Box annotation data, in rows
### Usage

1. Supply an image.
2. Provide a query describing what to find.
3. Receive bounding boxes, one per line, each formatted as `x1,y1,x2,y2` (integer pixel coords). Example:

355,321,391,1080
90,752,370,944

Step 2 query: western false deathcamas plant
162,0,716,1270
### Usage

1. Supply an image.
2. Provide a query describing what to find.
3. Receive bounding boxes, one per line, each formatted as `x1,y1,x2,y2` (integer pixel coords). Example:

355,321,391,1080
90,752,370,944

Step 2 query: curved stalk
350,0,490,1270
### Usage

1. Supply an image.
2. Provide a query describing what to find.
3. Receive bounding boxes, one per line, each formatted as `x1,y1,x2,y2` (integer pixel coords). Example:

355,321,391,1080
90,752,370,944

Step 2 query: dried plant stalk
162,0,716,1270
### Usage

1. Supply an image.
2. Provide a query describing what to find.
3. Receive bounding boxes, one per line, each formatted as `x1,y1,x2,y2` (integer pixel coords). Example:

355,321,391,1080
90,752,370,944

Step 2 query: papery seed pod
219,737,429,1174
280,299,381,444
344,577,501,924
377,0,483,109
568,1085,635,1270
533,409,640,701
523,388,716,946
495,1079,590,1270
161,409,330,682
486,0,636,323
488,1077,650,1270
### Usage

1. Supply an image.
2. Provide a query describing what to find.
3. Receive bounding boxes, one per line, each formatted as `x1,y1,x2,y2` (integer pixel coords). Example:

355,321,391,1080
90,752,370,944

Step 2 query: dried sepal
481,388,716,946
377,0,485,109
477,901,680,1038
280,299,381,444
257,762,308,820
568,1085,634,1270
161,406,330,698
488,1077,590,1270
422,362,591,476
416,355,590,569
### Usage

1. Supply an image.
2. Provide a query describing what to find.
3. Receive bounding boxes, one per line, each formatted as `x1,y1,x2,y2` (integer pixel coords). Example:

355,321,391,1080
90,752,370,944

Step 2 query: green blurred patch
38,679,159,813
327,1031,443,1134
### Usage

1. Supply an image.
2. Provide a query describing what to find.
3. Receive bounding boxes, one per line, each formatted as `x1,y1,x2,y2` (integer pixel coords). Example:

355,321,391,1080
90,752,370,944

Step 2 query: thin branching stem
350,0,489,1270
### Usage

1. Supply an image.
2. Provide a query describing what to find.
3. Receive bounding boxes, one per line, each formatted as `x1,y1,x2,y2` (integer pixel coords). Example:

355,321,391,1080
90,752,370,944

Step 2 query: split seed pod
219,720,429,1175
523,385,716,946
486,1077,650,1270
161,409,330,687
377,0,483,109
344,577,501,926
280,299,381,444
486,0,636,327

• [SHORT TASK]:
Reproduce all of the records above verbatim, without altering a single character.

• [TASK RESPONSE]:
### Usage

1. Supply an image.
2. Provide a query describing what to find.
3. Receive bounding boxes, one per line, each formatted as `x1,y1,x2,y2` (integer pixel coords). Example:

355,321,391,1080
90,752,370,944

Step 2 query: western false deathcamas plant
162,0,716,1270
### Usage

1. Supply an image.
2. Provide a query describing what to find.
3. Receive bounding boxes, one per line, each formatted as `x1,y1,x2,y2` (integer pixel coords). Example:

355,321,391,1080
90,752,370,944

Step 2 query: curved stalk
350,0,490,1270
### Usage

1. Supply an image.
2. Provide a query describing what to find.
3. Receive bounding boxes, one per line, each formatted as `x1,y1,x2,y2` (integer pixel coords). Example:

355,321,391,1080
90,752,370,944

Step 2 query: dried plant stalk
162,0,716,1270
### Usage

1. Supply an image.
2. Provide a query describing what to find.
3. Receive bounding boxes, one per line, each formatted as `x1,y1,x2,y2` (integer pixel coords). Example:

355,321,391,1080
90,752,370,944

Step 2 query: papery seed pod
219,737,429,1174
280,299,381,444
344,577,501,924
377,0,483,109
568,1085,635,1270
533,409,640,701
523,388,716,946
495,1079,590,1270
161,409,330,682
486,0,636,323
488,1077,650,1270
### Usage

1. Supply an image.
2. Provide a query describing what to find.
3. Receive bounding boxes, one per line, each formatted as `x1,y1,x2,y2` (integer pixel coords). Example:

355,321,391,1080
90,752,370,944

Step 2 query: dried sepal
481,388,716,946
377,0,485,109
477,901,680,1038
280,299,381,444
257,762,308,820
568,1085,634,1270
161,406,330,698
488,1077,590,1270
422,362,591,476
416,355,590,569
### Usage

1. Supply an image.
2. Provide a query describing what to find.
3. Receive bounding boxes, one per line, each formatted as `x1,y1,x2,y2` (integer pixel coords). Example:

355,321,391,1080
90,752,370,944

Step 2 query: green blurred patch
38,679,159,813
327,1031,443,1134
### Usage

1. Supply an image.
2. Provide a query describing what to find.
3. Receive bounding boxes, one per line, each formatted as `x1,y1,x2,y2` (integer pixel coords). Example:

355,321,391,1080
90,752,370,944

Step 2 query: thin branching stem
350,0,489,1270
### Usage

1. Supply an image.
2. Provide a query describing what to find.
3. Receive bounding boxes, one per line, each formatted as `x1,y1,x2,y2` (integer pixel coords). Example:

355,321,391,1080
90,752,370,944

Step 2 query: split seed pod
219,720,429,1175
523,385,716,946
486,1077,650,1270
161,409,330,687
377,0,483,109
344,577,501,926
280,299,381,444
486,0,636,327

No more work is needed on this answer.